:: Rows from a dataset ::
◇ ◇ ◇

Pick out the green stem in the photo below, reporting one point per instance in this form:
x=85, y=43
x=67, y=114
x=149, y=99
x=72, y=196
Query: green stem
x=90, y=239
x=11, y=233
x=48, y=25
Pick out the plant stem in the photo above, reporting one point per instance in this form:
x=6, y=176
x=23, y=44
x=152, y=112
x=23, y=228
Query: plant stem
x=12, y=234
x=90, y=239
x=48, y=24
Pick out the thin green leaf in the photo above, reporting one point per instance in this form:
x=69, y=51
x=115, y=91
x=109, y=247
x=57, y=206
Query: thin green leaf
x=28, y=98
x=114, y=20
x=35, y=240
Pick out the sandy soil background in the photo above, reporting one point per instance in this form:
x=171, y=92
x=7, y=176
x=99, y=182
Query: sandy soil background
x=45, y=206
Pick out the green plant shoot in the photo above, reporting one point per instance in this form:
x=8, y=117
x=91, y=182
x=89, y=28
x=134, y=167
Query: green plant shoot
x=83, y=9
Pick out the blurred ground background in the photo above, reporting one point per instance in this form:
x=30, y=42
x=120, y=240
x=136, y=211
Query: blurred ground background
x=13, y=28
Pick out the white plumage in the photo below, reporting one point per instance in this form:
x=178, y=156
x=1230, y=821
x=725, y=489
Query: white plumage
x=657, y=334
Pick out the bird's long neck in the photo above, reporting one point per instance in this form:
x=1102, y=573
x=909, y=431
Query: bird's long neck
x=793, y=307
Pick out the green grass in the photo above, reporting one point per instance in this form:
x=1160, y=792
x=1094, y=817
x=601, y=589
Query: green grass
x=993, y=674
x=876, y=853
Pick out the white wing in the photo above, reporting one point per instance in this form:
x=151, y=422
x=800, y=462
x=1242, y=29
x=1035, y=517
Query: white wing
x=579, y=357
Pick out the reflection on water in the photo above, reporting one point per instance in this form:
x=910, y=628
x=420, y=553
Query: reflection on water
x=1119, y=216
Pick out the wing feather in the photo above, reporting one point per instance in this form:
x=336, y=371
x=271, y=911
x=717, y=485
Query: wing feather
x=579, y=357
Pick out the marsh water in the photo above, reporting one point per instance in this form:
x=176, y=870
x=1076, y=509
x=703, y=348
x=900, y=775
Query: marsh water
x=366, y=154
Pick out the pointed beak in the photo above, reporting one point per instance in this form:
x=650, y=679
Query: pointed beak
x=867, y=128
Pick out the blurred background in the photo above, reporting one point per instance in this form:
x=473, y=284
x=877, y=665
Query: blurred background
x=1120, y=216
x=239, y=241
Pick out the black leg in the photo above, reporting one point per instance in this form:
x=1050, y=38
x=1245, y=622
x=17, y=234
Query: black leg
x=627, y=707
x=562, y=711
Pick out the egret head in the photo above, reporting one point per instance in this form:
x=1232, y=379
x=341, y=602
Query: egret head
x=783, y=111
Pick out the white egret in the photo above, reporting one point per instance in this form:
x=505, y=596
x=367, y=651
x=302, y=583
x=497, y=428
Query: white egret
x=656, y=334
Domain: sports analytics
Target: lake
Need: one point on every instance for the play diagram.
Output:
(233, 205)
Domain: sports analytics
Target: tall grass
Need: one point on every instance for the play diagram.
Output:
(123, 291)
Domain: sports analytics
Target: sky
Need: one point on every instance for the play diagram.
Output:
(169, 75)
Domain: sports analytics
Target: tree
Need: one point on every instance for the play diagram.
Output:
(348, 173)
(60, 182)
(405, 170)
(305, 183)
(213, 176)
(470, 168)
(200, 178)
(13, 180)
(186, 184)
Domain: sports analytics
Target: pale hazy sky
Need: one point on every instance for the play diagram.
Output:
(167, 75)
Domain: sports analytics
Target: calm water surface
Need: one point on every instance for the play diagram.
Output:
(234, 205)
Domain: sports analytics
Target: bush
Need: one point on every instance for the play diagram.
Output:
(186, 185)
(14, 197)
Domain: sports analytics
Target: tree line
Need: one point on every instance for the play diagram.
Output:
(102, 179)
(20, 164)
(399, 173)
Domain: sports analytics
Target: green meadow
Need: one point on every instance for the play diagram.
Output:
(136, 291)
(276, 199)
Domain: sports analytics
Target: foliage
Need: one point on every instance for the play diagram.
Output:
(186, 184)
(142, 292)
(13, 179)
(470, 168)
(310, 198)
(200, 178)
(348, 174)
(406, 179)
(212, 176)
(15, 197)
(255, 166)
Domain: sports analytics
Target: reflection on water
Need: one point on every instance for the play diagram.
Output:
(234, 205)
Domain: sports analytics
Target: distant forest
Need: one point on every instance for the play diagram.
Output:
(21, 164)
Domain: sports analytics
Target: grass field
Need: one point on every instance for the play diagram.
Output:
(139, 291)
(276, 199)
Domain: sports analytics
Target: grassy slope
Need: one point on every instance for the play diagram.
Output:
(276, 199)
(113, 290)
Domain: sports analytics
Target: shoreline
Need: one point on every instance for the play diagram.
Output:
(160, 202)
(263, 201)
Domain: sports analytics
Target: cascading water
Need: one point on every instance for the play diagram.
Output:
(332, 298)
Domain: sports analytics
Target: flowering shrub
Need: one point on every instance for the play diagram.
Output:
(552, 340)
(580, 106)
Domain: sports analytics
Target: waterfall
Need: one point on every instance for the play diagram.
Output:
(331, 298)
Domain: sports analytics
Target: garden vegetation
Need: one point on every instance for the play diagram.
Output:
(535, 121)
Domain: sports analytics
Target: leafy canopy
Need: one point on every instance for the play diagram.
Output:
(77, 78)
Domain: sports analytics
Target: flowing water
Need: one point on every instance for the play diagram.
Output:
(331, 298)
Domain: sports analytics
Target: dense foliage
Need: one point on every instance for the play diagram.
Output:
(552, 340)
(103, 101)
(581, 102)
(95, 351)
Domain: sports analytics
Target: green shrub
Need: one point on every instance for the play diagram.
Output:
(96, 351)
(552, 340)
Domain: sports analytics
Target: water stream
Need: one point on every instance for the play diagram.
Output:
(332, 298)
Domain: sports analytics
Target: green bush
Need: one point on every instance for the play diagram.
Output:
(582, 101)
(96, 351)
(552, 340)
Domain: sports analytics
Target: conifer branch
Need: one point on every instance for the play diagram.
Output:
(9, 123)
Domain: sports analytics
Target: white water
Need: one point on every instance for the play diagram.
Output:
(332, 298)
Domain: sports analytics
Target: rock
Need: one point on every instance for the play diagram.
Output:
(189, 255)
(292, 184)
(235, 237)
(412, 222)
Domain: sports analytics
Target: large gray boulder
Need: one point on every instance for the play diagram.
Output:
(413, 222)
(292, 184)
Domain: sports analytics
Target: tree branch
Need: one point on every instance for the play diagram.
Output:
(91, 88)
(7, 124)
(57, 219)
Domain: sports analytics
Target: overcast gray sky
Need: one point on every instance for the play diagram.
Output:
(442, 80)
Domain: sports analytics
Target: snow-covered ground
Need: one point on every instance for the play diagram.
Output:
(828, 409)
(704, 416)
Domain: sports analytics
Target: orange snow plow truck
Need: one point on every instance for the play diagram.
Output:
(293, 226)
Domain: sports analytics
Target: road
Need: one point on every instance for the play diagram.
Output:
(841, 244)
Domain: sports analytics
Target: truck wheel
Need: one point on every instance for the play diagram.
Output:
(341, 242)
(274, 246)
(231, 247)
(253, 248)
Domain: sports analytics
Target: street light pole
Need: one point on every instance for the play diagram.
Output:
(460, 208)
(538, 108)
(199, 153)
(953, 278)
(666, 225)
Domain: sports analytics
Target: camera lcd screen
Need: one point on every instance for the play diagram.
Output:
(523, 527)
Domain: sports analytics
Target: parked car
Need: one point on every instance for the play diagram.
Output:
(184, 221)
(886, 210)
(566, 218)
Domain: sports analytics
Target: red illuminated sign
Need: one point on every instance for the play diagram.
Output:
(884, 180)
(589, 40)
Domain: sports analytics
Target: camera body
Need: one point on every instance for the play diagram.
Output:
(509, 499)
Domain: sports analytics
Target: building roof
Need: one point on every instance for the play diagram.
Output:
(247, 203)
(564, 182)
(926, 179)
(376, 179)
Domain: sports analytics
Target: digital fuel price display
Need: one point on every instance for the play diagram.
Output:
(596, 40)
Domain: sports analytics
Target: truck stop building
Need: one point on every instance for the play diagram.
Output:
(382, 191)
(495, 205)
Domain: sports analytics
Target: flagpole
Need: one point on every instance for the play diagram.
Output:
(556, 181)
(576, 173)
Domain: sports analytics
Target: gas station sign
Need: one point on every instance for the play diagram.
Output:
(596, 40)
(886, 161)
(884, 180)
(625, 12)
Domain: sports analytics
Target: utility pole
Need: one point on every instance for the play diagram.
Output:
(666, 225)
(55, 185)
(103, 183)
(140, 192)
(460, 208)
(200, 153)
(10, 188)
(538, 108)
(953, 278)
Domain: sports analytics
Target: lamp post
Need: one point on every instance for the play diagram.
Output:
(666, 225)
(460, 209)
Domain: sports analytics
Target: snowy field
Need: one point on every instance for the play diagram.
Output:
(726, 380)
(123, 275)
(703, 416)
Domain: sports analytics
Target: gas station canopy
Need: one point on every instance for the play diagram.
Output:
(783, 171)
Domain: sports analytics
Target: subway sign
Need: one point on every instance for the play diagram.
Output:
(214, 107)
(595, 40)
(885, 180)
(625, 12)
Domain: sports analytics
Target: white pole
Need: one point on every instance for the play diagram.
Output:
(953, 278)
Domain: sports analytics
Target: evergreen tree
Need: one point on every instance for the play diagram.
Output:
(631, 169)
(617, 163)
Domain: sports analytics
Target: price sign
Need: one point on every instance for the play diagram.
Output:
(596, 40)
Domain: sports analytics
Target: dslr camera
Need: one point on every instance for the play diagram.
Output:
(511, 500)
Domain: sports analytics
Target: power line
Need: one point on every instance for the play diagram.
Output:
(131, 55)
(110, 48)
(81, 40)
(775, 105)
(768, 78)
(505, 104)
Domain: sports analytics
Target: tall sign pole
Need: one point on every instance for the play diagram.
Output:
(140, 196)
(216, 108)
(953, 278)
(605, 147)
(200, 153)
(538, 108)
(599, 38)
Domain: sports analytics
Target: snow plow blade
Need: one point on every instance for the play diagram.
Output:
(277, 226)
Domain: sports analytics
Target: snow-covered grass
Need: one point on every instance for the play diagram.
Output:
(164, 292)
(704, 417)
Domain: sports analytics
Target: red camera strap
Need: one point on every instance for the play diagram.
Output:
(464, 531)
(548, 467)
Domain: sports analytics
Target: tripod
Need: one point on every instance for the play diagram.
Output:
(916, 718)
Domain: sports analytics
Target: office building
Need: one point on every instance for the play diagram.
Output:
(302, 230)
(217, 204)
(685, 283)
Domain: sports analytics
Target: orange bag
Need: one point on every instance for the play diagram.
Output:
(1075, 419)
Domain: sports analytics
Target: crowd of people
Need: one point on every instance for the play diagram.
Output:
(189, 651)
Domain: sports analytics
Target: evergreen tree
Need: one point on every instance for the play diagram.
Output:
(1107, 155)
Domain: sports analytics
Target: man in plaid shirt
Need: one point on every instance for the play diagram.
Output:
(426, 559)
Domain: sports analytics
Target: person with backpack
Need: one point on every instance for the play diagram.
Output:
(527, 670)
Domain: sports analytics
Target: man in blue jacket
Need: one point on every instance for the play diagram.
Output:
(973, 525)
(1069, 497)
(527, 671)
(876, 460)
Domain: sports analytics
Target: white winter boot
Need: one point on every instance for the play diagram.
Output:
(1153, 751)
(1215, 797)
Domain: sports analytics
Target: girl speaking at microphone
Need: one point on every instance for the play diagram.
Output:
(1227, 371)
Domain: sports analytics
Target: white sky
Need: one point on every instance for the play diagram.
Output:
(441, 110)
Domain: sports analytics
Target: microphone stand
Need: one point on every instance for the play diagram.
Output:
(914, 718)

◇ ◇ ◇

:: YOUR INSTRUCTIONS ::
Please locate every line above that contains the word "sign" and copy each one out.

:: ANSWER TO THIS PROBLEM ::
Target: red illuminated sign
Target: gas station sign
Target: subway sign
Target: price sign
Target: tall sign pole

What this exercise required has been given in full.